◆ **PROMPT**
Report every line in the rows below that contains the string "grille", copying each one in full. Case counts, so match only that exact capitalization.

········

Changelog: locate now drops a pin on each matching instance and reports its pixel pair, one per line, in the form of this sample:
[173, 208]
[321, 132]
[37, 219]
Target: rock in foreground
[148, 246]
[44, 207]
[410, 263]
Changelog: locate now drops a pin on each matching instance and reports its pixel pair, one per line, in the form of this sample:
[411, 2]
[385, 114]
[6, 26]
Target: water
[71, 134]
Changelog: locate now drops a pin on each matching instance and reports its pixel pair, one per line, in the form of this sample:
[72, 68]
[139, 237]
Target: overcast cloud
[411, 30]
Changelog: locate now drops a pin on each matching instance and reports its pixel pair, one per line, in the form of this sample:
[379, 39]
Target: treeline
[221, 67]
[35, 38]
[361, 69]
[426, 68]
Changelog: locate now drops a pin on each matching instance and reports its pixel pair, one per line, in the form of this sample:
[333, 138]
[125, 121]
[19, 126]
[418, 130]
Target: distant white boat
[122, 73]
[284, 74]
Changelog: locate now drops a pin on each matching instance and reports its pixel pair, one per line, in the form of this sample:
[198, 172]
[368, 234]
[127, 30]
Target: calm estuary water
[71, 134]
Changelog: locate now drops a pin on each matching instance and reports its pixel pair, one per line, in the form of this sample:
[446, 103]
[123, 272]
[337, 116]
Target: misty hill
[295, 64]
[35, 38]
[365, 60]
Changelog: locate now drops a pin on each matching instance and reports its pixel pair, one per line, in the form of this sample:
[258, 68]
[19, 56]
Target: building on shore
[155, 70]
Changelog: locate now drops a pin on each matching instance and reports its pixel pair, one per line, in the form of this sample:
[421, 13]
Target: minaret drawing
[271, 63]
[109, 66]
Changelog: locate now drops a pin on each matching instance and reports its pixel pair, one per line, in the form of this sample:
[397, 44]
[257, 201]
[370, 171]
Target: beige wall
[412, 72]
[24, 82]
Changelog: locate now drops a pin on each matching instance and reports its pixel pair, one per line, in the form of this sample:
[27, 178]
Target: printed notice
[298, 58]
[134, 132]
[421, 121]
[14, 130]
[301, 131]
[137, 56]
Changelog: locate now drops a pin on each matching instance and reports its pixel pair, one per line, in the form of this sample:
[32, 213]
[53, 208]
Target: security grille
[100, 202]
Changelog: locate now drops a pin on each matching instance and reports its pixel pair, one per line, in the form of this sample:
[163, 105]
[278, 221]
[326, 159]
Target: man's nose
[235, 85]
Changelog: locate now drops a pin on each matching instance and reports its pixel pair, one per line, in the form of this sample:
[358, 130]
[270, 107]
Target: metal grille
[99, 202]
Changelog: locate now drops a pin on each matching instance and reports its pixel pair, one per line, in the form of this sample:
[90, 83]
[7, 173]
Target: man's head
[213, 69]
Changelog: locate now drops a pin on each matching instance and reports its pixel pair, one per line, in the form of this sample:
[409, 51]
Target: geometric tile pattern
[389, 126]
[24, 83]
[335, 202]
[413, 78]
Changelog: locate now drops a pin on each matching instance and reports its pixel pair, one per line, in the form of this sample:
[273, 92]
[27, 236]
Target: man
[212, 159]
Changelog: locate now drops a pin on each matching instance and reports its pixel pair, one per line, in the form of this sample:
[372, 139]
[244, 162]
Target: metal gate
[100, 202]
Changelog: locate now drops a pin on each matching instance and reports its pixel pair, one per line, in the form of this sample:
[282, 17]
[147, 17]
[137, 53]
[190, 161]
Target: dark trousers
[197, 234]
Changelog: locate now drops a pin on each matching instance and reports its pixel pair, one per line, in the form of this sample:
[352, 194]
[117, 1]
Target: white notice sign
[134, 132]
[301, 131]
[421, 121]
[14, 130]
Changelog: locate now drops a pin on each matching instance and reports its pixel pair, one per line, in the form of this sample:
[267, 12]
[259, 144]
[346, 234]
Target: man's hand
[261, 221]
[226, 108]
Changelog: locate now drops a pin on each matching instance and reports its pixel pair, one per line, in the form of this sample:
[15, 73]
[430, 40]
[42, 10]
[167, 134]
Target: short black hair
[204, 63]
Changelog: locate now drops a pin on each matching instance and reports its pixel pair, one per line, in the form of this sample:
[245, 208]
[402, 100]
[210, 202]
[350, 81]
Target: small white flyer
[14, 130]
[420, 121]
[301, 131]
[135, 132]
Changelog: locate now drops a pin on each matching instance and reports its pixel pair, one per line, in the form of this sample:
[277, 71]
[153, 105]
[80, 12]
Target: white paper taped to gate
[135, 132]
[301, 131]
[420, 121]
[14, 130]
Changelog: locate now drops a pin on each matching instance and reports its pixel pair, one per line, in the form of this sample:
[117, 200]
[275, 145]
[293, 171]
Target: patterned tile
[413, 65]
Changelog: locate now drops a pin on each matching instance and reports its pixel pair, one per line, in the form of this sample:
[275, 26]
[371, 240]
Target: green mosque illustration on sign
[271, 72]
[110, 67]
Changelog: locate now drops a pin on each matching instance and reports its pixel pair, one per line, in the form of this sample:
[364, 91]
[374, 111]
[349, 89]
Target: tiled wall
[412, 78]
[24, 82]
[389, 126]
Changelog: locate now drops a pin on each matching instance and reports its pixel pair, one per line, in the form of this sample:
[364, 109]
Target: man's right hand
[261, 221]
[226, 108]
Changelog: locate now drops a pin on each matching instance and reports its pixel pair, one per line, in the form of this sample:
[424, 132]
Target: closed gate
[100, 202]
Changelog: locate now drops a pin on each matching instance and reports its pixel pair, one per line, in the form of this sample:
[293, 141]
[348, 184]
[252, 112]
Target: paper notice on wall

········

◆ **SOLUTION TO THIS EXERCISE**
Target: security grille
Target: metal grille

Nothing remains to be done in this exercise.